[BEGIN Given records]

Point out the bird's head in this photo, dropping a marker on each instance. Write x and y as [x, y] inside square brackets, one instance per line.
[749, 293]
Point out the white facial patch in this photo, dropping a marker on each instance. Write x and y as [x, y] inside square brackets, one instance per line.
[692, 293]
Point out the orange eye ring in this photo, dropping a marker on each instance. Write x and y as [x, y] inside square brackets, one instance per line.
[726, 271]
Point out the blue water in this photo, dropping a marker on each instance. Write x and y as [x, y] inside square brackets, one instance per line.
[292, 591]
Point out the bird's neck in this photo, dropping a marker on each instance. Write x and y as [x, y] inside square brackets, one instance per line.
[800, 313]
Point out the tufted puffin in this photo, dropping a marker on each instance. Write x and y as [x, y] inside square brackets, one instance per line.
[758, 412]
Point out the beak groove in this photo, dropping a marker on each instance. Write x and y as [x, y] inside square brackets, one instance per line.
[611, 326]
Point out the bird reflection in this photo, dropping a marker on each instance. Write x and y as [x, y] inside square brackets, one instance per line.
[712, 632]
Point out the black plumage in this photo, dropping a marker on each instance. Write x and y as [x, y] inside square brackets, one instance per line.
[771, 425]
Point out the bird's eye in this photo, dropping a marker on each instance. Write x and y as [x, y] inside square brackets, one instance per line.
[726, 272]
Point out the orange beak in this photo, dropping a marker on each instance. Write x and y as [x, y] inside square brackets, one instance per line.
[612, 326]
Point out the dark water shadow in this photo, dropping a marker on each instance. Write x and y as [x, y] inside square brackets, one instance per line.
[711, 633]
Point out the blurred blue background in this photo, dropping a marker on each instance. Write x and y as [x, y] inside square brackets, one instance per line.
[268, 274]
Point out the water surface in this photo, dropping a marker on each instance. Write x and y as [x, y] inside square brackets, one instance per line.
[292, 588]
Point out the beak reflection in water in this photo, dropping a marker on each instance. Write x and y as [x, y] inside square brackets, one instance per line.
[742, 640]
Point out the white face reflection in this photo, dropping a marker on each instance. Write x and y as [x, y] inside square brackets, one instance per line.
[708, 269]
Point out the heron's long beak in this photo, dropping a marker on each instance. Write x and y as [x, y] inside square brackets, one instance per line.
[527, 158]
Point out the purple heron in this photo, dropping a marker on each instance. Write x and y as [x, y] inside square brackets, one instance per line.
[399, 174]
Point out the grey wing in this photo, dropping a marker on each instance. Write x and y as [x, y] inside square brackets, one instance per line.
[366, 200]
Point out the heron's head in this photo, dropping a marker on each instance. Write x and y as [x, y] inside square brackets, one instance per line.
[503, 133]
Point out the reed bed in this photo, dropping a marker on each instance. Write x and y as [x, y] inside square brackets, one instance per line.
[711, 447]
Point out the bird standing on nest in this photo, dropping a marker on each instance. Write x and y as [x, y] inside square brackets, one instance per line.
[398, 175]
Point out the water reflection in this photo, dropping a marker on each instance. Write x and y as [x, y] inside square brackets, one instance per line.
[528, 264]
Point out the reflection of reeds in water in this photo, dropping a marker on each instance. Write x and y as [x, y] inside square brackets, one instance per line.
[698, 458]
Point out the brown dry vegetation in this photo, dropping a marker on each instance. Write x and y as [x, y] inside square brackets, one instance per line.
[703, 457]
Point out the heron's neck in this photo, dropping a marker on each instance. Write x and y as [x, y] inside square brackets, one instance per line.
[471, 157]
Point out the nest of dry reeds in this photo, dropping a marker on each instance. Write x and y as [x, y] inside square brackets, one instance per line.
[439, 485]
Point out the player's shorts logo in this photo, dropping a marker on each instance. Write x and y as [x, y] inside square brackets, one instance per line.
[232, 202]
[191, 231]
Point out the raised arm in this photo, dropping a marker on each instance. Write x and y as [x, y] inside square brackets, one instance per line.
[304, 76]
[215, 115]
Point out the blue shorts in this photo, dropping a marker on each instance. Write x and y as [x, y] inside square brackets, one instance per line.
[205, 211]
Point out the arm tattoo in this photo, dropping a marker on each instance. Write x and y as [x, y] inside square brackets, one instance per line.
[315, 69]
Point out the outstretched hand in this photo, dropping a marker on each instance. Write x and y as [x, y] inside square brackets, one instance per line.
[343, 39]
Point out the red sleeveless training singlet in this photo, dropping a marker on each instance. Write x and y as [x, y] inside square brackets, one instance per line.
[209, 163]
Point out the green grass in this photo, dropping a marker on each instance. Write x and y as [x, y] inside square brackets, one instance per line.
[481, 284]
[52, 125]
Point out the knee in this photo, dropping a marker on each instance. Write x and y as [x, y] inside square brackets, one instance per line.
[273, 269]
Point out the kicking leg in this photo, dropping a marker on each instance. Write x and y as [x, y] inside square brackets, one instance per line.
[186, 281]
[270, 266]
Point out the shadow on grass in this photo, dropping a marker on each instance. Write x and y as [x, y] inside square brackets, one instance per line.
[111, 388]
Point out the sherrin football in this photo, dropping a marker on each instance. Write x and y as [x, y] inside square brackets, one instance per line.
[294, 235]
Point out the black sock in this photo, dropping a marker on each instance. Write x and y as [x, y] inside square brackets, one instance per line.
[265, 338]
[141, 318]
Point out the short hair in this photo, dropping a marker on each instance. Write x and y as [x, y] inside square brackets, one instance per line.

[END Given records]

### [Exercise goal]
Reproduce all of the items above verbatim, keeping every line and character unchanged.

### [Answer for the task]
Point out the bird's head in this photo, dropping a marker on each instance. Write x and y as [x, y] inside square brackets, one instance per line.
[749, 293]
Point out the white facial patch in this photo, dropping a marker on each instance. Write x and y as [x, y] inside square brackets, one instance per line.
[692, 293]
Point out the orange eye ring in this photo, dropping a marker on each instance. Write x and y as [x, y] inside square brackets, one instance per line.
[726, 271]
Point out the blue water in this photo, dropping a marker on each instance. Write x and y as [x, y] inside square brackets, one instance per line.
[292, 591]
Point out the bird's neck in this photo, dropping a marker on each instance. Write x and y as [x, y] inside square brackets, one instance per line.
[800, 313]
Point out the tufted puffin in this photo, dropping a marker on each instance. Write x and y as [x, y] inside square brackets, one instance per line.
[758, 412]
Point out the beak groove in this photo, dropping a marker on each instance. Write x and y as [x, y] inside square brackets, one instance per line.
[611, 326]
Point out the bird reflection in this photo, dropping a marker on each instance. Write x and y as [x, y] inside square brackets, one instance per line.
[712, 632]
Point out the black plumage in this photo, dropping a marker on each instance. Write x and y as [x, y] inside square brackets, one instance per line.
[771, 425]
Point out the bird's eye in this photo, dropping a marker on each instance. Write x and y as [x, y] inside square brackets, one instance per line.
[726, 272]
Point out the orange beak in this photo, dropping a marker on each instance. Write x and y as [x, y] inside square brackets, one instance per line.
[612, 326]
Point out the dark water shadow in this photo, dropping a marker on each instance. Write x and y as [x, y] inside square brackets, one instance per line.
[711, 633]
Point out the blurred blue background in this photo, dropping a marker on each instance. Write x and y as [x, y] inside square brackets, one instance per line.
[268, 274]
Point out the water surface in this photo, dropping a marker on each instance. Write x and y as [x, y] inside square brackets, one instance per line.
[292, 588]
Point out the beak reflection in water in this photo, dropping a marker on each instance. Write x and y as [x, y] inside square brackets, one instance per line.
[742, 640]
Point out the white face reflection in this photo, dropping a marker on each instance. Write x and y as [x, y] inside square brackets, one instance per line.
[708, 269]
Point out the heron's long beak in this photo, dropping a marker on each instance. Write x and y as [x, y] inside square brackets, one instance per line.
[527, 158]
Point out the purple heron in this photo, dropping a marker on each instance. Write x and y as [x, y] inside square brackets, one instance per line.
[399, 174]
Point out the grey wing in this photo, dropping a marker on each instance. Write x and y as [x, y] inside square brackets, one instance per line.
[366, 200]
Point out the heron's head in this photo, dropping a marker on each instance. Write x and y as [x, y] inside square brackets, one instance per line.
[503, 133]
Point out the reed bed in this photo, dropping a marker on each instance. Write x and y as [x, y] inside square brackets, one instance per line.
[711, 447]
Point out the bird standing on nest in this photo, dropping a marker on each instance. Write x and y as [x, y] inside square brackets, one instance per line.
[398, 175]
Point out the water reflection in this photo, dropping a marker on each instance. Write x and y as [x, y] inside square brackets, one instance per line.
[528, 264]
Point out the reflection of reeds in water in this photo, dropping a marker on each instance. Write x and y as [x, y] inside square brackets, one instance per line.
[698, 458]
Point out the brown dry vegetation in this photo, dropping a marker on each instance. Write x and y as [x, y] inside square brackets, one instance per line.
[703, 457]
Point out the heron's neck in this photo, dropping a marker on each instance. Write x and y as [x, y] inside square brackets, one instance per line.
[471, 157]
Point out the nest of dry reeds in this photo, dropping a marker on each instance. Write x and y as [x, y] inside square brackets, one instance per line.
[439, 485]
Point out the player's shorts logo in this photo, dropping a marker on each instance. Write x and y as [x, y] inside square brackets, one instance per line.
[232, 202]
[191, 231]
Point out the raised arm in this photo, dropping a marker on each instance. Write x and y as [x, y] inside square brackets, one instance per line.
[304, 76]
[215, 115]
Point out the blue shorts in this photo, dropping a marker on each instance. Write x and y as [x, y] inside square brackets, one instance per line.
[205, 211]
Point out the arm tattoo in this photo, dropping a marker on each instance. Write x and y as [x, y] inside square brackets, one instance per line.
[315, 69]
Point out the outstretched hand in this photo, dropping a marker on each instance. Write x and y as [x, y] inside square brackets, one instance per line.
[343, 39]
Point out the red sleeveless training singlet in this photo, dropping a marker on each instance. Write x and y as [x, y] inside square brackets, one instance per line.
[209, 163]
Point out the green grass in this photo, dropping a marker on each instance. Write x and y as [x, y] inside square brackets, one instance per line.
[481, 284]
[52, 125]
Point out the knee in this photo, dropping a marker on each instance. Write x and y as [x, y] inside square brackets, one instance per line.
[273, 269]
Point out the kicking leg in this photo, dropping a marker on each instance. Write x and y as [x, y] inside square brackets, one instance per line.
[186, 281]
[270, 266]
Point out the shadow on grass in this photo, dropping a marker on each instance. Write x and y as [x, y] inside square brackets, one instance per line.
[111, 388]
Point out the sherrin football in this photo, dropping a marker on each instance. Write x and y as [x, y] inside square brackets, one instance per line.
[294, 235]
Point out the black sock in this photo, dropping a marker on each instance. Write x and y as [x, y] inside square brackets, one instance per line.
[265, 338]
[141, 318]
Point out the short hair in this photo, dropping a marker on each instance. Write x and y as [x, y] inside square brackets, one instance per line.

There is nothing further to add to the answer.